Исходный текст:
■ ■ ■ ■ ■
Ничего подобного не было у Лорки с Эмилио Аладреном — человеком довольно ограниченным и не стремившимся обогащать духовно кого-либо рядом с собой. Правда, было простодушное восхищение юного скульптора личностью и талантом поэта. Впрочем, восхищение это не было вполне бескорыстным, так как Эмилио был готов на всё, лишь бы достичь известности или еще лучше — славы, а Федерико был именно тем человеком, кто мог ему в этом помочь. Однако не вызывает сомнений, что Федерико испытывал искреннюю привязанность к этому молодому человеку. Ведь он читал «Пир» Платона, а затем — «Рассуждение о любовной страсти» Паскаля и потому хорошо понимал, что «у сердца есть свои разумные доводы, которых разум не знает». Он прекрасно видел все недостатки друга и всё же питал к нему явную слабость. Несмотря на уговоры некоторых своих друзей, Федерико упорно продолжал считать Эмилио выдающимся скульптором и постарался, чтобы его бюст, изваянный Аладреном, стал предметом обсуждения в прессе — пусть и не «самой большой». Так, фотографию этого бюста можно было видеть в «Defensor de Granada» со следующей подписью: «Автор — Эмилио Аладрен, один из самых блистательных и многообещающих художников нового поколения». Без сомнения, эта фраза была составлена самим Лоркой.
Сальвадор Дали был, конечно, в курсе всех этих перипетий и потому обратился с письмом к другу-поэту, которым восхищался и будет восхищаться всю свою жизнь, — уговаривал его прийти в себя: «Со времени твоего последнего пребывания в Мадриде (имеется в виду лето 1928 года. — Прим. пер.) ты предался тому, чего должен был бы остерегаться. Я приеду к тебе, чтобы отвезти тебя к морю — оздоровиться… И ты вспомнишь тогда, что всегда был придумщиком всяких действительно чудесных вещей…» Какая всё же преданность их великолепной дружбе! Сам Лорка отметил по поводу этого письма Сальвадора: «Таков он всегда — мой чудесный друг».
Тем временем Лорка продвигался всё дальше и дальше по своему поэтическому пути — к своей Голгофе: теперь его стихи, написанные «на полях» «Цыганского романсеро» (оно публиковалось в самый разгар его невнятной дружбы с Аладреном), сами свидетельствуют об этой эволюции. Он продолжил свою схватку с «греческой любовью»: ей посвящены два значительных текста, хотя и носящих фрагментарный характер: «Нормы», опубликованные в 1928 году, и «Ода к Сесострию», написанная в августе 1928 года и дошедшая до нас в виде черновика с некоторыми пробелами.
■ ■ ■ ■ ■
Данные:
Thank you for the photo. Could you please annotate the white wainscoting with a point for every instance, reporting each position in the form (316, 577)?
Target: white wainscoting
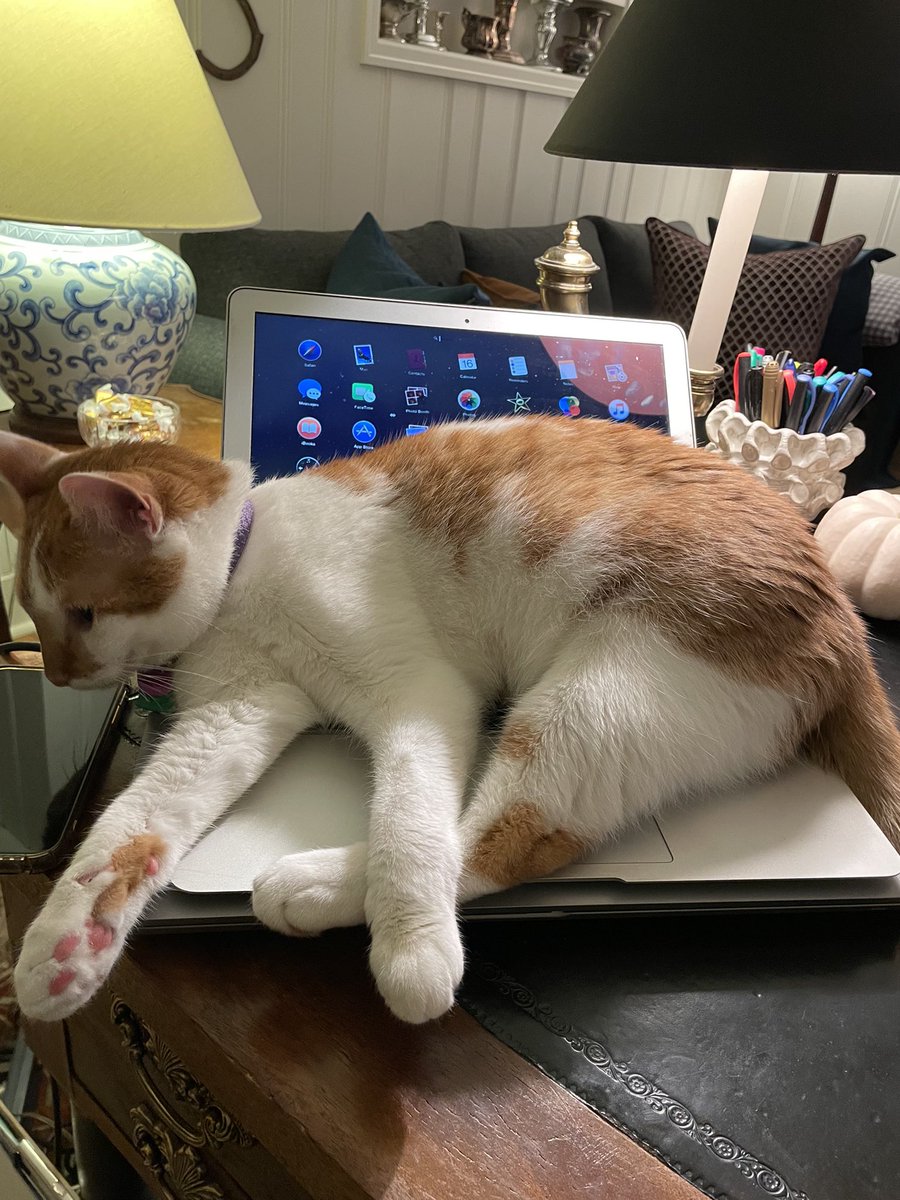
(324, 137)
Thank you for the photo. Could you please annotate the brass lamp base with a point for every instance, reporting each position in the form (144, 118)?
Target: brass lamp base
(702, 396)
(703, 388)
(564, 274)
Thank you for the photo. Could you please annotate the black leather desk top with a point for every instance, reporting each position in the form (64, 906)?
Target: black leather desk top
(755, 1054)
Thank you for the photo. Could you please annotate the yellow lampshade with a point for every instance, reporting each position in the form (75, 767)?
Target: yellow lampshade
(107, 120)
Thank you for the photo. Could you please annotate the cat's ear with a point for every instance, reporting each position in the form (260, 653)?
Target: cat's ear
(114, 501)
(23, 463)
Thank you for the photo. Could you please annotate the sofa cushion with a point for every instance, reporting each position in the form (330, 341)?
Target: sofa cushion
(201, 360)
(627, 253)
(503, 293)
(843, 339)
(882, 321)
(783, 299)
(509, 255)
(301, 259)
(369, 265)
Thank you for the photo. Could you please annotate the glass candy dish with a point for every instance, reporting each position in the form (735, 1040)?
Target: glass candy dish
(112, 417)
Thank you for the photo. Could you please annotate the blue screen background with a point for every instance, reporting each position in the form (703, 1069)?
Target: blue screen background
(329, 388)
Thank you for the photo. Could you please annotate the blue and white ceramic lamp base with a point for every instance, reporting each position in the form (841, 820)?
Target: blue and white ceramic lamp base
(84, 307)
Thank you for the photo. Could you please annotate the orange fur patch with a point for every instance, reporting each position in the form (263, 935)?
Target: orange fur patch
(130, 862)
(519, 846)
(519, 741)
(105, 571)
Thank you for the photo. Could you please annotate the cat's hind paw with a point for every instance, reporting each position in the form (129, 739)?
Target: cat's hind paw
(73, 942)
(305, 894)
(418, 971)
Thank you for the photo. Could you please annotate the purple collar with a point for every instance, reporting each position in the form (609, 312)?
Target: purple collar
(155, 683)
(241, 537)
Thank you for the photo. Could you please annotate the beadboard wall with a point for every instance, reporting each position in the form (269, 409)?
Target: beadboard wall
(324, 137)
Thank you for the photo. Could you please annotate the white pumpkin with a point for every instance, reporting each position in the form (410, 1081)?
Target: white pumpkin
(861, 539)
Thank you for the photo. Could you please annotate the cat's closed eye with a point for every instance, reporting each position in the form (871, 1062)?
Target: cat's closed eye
(83, 618)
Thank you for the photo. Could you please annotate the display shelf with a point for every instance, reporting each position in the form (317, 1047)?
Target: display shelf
(455, 64)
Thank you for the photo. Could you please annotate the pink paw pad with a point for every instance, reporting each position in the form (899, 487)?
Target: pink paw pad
(99, 936)
(60, 982)
(64, 947)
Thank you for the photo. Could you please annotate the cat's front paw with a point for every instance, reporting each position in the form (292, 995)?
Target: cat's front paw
(418, 971)
(305, 894)
(73, 942)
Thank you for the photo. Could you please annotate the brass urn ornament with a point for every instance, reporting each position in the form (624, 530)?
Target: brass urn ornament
(564, 274)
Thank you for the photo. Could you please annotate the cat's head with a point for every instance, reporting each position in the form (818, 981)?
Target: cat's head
(123, 555)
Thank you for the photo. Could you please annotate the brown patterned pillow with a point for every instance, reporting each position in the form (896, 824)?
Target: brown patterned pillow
(783, 299)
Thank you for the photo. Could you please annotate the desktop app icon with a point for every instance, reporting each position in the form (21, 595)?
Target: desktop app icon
(520, 402)
(309, 427)
(364, 431)
(310, 389)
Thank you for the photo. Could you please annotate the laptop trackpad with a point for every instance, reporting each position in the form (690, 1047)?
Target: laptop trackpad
(315, 796)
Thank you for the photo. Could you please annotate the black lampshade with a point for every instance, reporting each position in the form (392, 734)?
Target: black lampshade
(773, 84)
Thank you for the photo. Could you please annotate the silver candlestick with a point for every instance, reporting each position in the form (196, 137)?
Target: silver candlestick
(545, 33)
(420, 35)
(394, 12)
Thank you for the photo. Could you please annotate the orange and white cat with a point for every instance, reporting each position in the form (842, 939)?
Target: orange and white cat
(657, 621)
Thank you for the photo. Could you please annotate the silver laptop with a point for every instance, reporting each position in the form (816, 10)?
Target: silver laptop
(312, 377)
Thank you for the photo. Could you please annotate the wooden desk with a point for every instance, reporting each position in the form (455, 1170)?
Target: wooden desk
(263, 1068)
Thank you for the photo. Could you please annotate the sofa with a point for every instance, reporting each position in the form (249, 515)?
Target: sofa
(439, 253)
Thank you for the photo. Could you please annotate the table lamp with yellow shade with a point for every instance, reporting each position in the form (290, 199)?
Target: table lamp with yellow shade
(108, 127)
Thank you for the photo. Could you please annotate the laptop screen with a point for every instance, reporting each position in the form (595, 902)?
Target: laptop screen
(325, 387)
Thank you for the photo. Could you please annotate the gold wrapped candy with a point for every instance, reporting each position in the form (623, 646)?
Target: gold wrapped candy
(114, 417)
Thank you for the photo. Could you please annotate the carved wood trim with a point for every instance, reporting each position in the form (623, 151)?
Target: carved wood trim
(216, 1126)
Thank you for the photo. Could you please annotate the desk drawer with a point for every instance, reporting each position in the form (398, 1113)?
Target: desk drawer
(186, 1140)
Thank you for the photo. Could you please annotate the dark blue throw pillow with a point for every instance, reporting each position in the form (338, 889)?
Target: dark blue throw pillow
(369, 265)
(843, 339)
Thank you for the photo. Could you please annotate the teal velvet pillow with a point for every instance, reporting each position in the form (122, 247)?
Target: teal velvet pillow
(367, 265)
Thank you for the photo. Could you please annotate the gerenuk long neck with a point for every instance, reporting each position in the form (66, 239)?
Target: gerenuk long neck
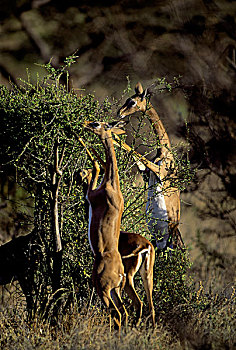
(157, 125)
(111, 173)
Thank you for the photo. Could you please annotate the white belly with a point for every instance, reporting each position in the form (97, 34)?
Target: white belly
(157, 217)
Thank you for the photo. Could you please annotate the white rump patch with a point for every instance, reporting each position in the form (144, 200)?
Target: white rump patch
(157, 217)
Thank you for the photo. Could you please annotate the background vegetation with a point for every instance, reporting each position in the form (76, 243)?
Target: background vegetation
(142, 40)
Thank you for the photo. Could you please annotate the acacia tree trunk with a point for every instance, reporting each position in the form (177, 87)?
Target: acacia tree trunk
(56, 175)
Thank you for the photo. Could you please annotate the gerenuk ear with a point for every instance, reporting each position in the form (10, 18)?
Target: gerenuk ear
(138, 88)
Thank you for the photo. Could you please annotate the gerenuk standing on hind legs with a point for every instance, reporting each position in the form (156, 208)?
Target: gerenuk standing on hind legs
(106, 206)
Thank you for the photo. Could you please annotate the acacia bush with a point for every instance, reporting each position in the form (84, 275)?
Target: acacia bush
(41, 124)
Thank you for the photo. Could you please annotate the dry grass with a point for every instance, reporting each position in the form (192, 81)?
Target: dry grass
(209, 325)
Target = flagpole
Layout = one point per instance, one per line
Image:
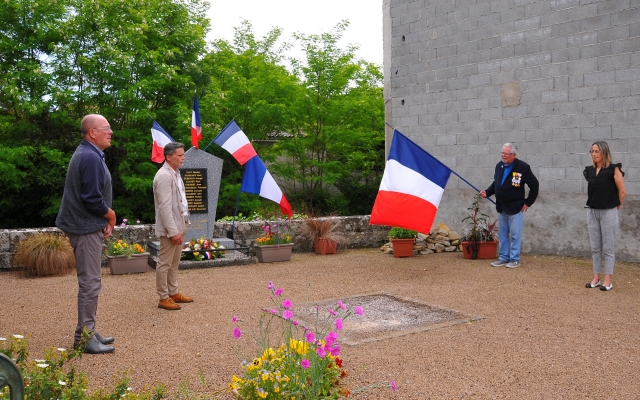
■ ■ ■ ■ ■
Что сделать:
a) Когда, согласно исходному тексту, была написана «Ода к Сесострию»?
b) Верните без изменений отрывок из исходного текста, начиная со слов «Тем временем Лорка» и далее вплоть до слов «с некоторыми пробелами.».

Ожидаемые ответы:
a) В августе 1928 года.

b)
Тем временем Лорка продвигался всё дальше и дальше по своему поэтическому пути — к своей Голгофе: теперь его стихи, написанные «на полях» «Цыганского романсеро» (оно публиковалось в самый разгар его невнятной дружбы с Аладреном), сами свидетельствуют об этой эволюции. Он продолжил свою схватку с «греческой любовью»: ей посвящены два значительных текста, хотя и носящих фрагментарный характер: «Нормы», опубликованные в 1928 году, и «Ода к Сесострию», написанная в августе 1928 года и дошедшая до нас в виде черновика с некоторыми пробелами.